**YOUR OBJECTIVE**
Please rename "region" to "area" everywhere in the entries below and give them again with nothing else changed.

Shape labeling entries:
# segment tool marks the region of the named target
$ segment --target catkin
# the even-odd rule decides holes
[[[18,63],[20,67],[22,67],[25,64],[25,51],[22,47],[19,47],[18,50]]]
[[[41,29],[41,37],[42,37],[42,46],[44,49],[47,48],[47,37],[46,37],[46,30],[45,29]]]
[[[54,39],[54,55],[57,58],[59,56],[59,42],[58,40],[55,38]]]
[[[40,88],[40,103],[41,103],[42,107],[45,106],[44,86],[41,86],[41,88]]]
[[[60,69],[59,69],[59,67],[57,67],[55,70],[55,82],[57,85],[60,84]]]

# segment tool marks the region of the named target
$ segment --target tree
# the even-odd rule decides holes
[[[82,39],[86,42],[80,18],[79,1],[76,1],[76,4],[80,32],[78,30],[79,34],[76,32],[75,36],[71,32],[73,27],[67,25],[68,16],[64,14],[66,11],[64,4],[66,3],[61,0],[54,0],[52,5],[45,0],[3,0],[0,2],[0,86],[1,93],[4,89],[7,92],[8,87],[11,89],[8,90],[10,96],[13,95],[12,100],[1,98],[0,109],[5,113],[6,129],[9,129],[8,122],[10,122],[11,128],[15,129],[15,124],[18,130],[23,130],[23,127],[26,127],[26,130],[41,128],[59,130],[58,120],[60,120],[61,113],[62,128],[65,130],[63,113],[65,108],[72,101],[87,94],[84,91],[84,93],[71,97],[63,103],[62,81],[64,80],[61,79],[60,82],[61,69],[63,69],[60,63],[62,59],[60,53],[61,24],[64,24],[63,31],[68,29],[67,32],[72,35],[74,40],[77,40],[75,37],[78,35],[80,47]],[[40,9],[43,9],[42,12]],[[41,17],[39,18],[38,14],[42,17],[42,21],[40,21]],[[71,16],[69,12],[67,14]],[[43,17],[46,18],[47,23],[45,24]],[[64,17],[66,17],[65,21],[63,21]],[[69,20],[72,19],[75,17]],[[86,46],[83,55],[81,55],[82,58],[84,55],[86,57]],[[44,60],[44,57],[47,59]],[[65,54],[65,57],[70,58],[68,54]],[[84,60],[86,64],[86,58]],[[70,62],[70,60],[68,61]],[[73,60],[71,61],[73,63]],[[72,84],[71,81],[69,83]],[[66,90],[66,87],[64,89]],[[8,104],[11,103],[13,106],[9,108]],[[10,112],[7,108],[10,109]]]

**ANSWER TO THIS EXERCISE**
# segment tool marks the area of the named target
$ segment --target catkin
# the even-odd rule decides holes
[[[18,63],[20,67],[22,67],[25,64],[25,51],[22,47],[19,47],[18,50]]]
[[[41,29],[41,37],[42,37],[42,46],[44,49],[47,48],[47,37],[46,37],[46,30],[45,29]]]
[[[54,39],[54,55],[57,58],[59,56],[59,42],[58,40],[55,38]]]
[[[40,88],[40,103],[41,103],[42,107],[45,106],[44,86],[41,86],[41,88]]]
[[[60,69],[59,69],[59,67],[57,67],[55,70],[55,82],[57,85],[60,84]]]

# segment tool marks the area of the named target
$ segment --target tree
# the even-odd rule decides holes
[[[82,39],[86,42],[80,18],[79,1],[76,1],[76,4],[80,32],[78,30],[79,34],[76,32],[75,36],[71,32],[73,27],[67,25],[68,16],[64,14],[66,11],[64,4],[66,3],[61,0],[54,0],[52,5],[45,0],[3,0],[0,2],[0,86],[1,93],[4,89],[7,92],[8,87],[11,89],[8,90],[10,96],[13,95],[12,100],[1,98],[0,109],[5,113],[6,129],[9,129],[8,122],[10,122],[11,128],[15,129],[15,124],[18,130],[23,130],[23,127],[26,127],[26,130],[41,128],[59,130],[58,120],[60,120],[61,113],[62,128],[65,130],[63,113],[65,108],[72,101],[87,94],[84,91],[84,93],[71,97],[63,103],[62,81],[64,80],[61,79],[60,82],[61,69],[63,69],[60,63],[62,59],[60,53],[61,24],[64,24],[63,31],[68,29],[67,32],[72,35],[74,40],[77,40],[75,37],[78,35],[80,47]],[[40,9],[43,9],[42,12]],[[41,17],[39,18],[38,14],[42,17],[42,21],[40,21]],[[71,16],[69,12],[67,14]],[[43,17],[46,18],[47,23],[45,24]],[[64,17],[66,17],[65,21],[63,21]],[[69,20],[72,19],[75,17]],[[86,46],[83,55],[81,55],[82,58],[84,55],[86,57]],[[44,60],[44,57],[47,59]],[[65,54],[65,57],[70,58],[68,54]],[[84,60],[86,64],[86,58]],[[70,62],[70,60],[68,61]],[[73,60],[71,61],[73,63]],[[72,84],[71,81],[69,83]],[[66,90],[66,87],[64,89]],[[8,104],[11,103],[13,106],[9,108]],[[10,112],[7,108],[10,109]]]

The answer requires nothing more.